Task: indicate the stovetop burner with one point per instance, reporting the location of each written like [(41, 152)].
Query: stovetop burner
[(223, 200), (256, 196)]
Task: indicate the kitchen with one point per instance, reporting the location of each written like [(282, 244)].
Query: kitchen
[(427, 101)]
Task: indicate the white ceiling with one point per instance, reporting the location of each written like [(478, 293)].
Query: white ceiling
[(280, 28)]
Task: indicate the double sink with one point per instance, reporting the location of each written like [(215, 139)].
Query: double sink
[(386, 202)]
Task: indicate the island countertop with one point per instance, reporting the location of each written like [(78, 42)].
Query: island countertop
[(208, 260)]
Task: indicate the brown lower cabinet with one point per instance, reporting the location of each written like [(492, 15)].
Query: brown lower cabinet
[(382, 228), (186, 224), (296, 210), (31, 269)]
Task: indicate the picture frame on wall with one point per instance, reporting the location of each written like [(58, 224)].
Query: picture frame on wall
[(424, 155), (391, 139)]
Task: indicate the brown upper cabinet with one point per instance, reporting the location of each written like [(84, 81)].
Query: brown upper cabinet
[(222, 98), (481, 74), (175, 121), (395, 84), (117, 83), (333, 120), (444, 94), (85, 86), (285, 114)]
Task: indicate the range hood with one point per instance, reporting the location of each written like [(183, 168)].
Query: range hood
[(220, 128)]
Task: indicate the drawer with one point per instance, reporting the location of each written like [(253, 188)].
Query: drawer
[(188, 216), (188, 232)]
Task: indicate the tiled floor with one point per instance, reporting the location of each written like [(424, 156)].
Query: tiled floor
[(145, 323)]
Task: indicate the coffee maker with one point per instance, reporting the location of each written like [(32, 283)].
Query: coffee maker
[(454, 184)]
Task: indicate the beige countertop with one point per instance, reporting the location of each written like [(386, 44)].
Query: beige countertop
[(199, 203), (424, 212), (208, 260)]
---
-- DIRECTION --
Reproduce the records in full, exactly as written.

-- EXERCISE RESULT --
Task: indicate the stovetop burner with one point per instance, reporting the location of each written like [(41, 152)].
Query: stovetop burner
[(223, 200), (256, 196)]
Task: indicate the kitchen with one point per instance, reporting the location of each written like [(282, 244)].
Query: kitchen
[(427, 101)]
Task: indicate the white ceiling with one point per instance, reporting the location of each written like [(478, 293)].
Query: white ceiling
[(280, 28)]
Task: indicate the double sink with one point per instance, reporting the location of each written like [(215, 139)].
Query: double sink
[(386, 202)]
Task: indicate the island countertop with one point per instance, reporting the location of each written like [(78, 42)].
Query: island countertop
[(208, 260)]
Task: indicate the brown lower cabinet with one point per instance, reporting the location of each written like [(492, 15)].
Query: brown lower cabinet
[(382, 228), (186, 224), (296, 210), (31, 269)]
Task: indicate the picture frame on wall with one point per instance, reporting the location of each written like [(58, 224)].
Query: picture frame on wall
[(424, 155), (391, 139)]
Task: indicate the brown upper cabinet with one point per instance, reporting the location of each written like [(84, 81)].
Query: brown upper cabinet
[(222, 98), (481, 74), (175, 121), (395, 84), (117, 83), (333, 120), (444, 94), (85, 86), (285, 114)]
Task: indicate the range hood with one point per instance, reporting the location of each written like [(183, 168)].
Query: range hood
[(220, 128)]
Task: indicate the drawer with one point per instance, reporting the location of each written like [(253, 188)].
Query: drawer
[(188, 216), (188, 232)]
Task: indicate the tiled floor with one point per instance, reporting the location of each written like [(424, 156)].
Query: tiled floor
[(145, 323)]
Task: indicate the coffee maker with one point per instance, reporting the location of each written like [(32, 283)].
Query: coffee maker
[(454, 184)]
Task: indicate the beige countertop with one point per instance, reporting the location of each written like [(386, 44)].
Query: beige countertop
[(199, 203), (424, 212), (208, 260)]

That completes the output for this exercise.